- _Text shown_:

____________

Light function support can be disabled by setting the r.RayTracing.LightFunction CVar to 0.

Without light functions, the lighting in the mirror lacks the geometric pattern.

With light functions, the lighting in the mirror matches the lighting in the world.

4.3. Light Channel Masks

Supported versions: RTX-4.24, RTX-4.25

Base UE4 ignores light channel masks when evaluating lights in ray traced effects. This results in lighting behaving differently in effects like reflections and translucency than it does in the main scene. This RTX-Dev feature causes light channel masks to be obeyed in ray traced reflections and translucency. It presently does not apply to global illumination as this may require additional effort to determine the 'correct' application of light channels. (Is the channel supposed to affect only the first interaction along the light path, the last interaction, or some other formulation?) Generally, GI as a physically driven effect makes little sense in combination with something non-physical like light channel masks.

Adherence to Shadow Flags in Ray Traced Lighting

Supported versions: RTX-4.23, RTX-4.24, RTX-4.25

Base UE4 treats all lights as shadowed during ray traced light evaluations. This results in lights marked as non-shadowed casting shadows in reflections, but not casting shadows in the main view. This RTX-Dev change propagates the shadow casting property to the ray traced version of the lights and evaluates it faithfully in ray traced effects such as reflections and translucency.

4.4. Light Evaluation in Miss Shaders

Supported versions: RTX-4.23, RTX-4.24

Mainline support: 4.25

By default, UE4 evaluates all lights as part of the ray generation shader after getting the result of a shadow ray cast. This has the unfortunate effect of placing the light evaluation code in the same register allocation context as the rather large ray generation shader. Further, it prevents code specialization which might be beneficial as the lighting code needs to handle any generic case. Fortunately, there is a way to handle both issues via indirection (like callable shaders provide) for free by placing the evaluation in the miss shader. The trace guarantees an indirection code evaluation in the miss shader, and lighting only needs to be evaluated on a shadow miss. Further, since the miss shader used is selected via an index, the miss shader can be specialized for the evaluation. This all applies doubly with light functions, as the light function evaluation can be merged into the miss shader as well. All this adds up to a reduction in the cost of light evaluation, doubly so when using light functions. This capability is enabled by the CVar r.RayTracing.LightingMissShader (on by default). (The quantity is called r.RayTracing.MissShaderLighting in RTX-4.23.) Performance improvements are as much as 5-10% with larger gains occurring with more lights and features such as light functions.

____________

- _Stated exercise A_:
Decide whether each statement below agrees with the text on ray-traced lighting: (i) the RTX-Dev light channel mask feature also applies to global illumination; (ii) r.RayTracing.LightingMissShader is on by default; (iii) base UE4 treats all lights as shadowed during ray traced light evaluations. For each, answer yes or no and quote the words of the text that decide it.
- _Stated exercise B_:
Write the next part of the text on ray-traced lighting, picking up after its final sentence.

- _Dataset extract_:
____________

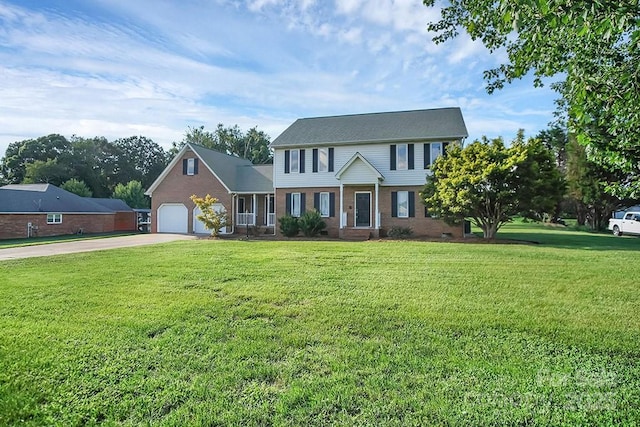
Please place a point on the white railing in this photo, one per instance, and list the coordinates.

____________

- _Expected answer A_:
(i) No: "It presently does not apply to global illumination"
(ii) Yes: "This capability is enabled by the CVar r.RayTracing.LightingMissShader (on by default)."
(iii) Yes: "Base UE4 treats all lights as shadowed during ray traced light evaluations."

- _Expected answer B_:
5. Enhancements for Shadows

The RTX-Dev branches have added several capabilities to enhance the behavior and performance of shadows. All of these items are fairly minor tweaks, but they add up to a sizeable amount of extra flexibility and performance for developers working with ray traced content.

5.1. Scissored Shadow Computations

Supported versions: RTX-4.24, RTX-4.25

This optimization reintroduces support to restrict DispatchRays calls to only the region of the viewport known to be potentially receiving shadows from the light. This optimization was available in prior versions of UE4, but was removed in the process of resolving support for multiple views. The revised version only supports the optimization when a single view is being used. The single view case is clearly the most common one, so specializing the code path to improve its performance is extremely valuable. Performance gains vary greatly by scene and view.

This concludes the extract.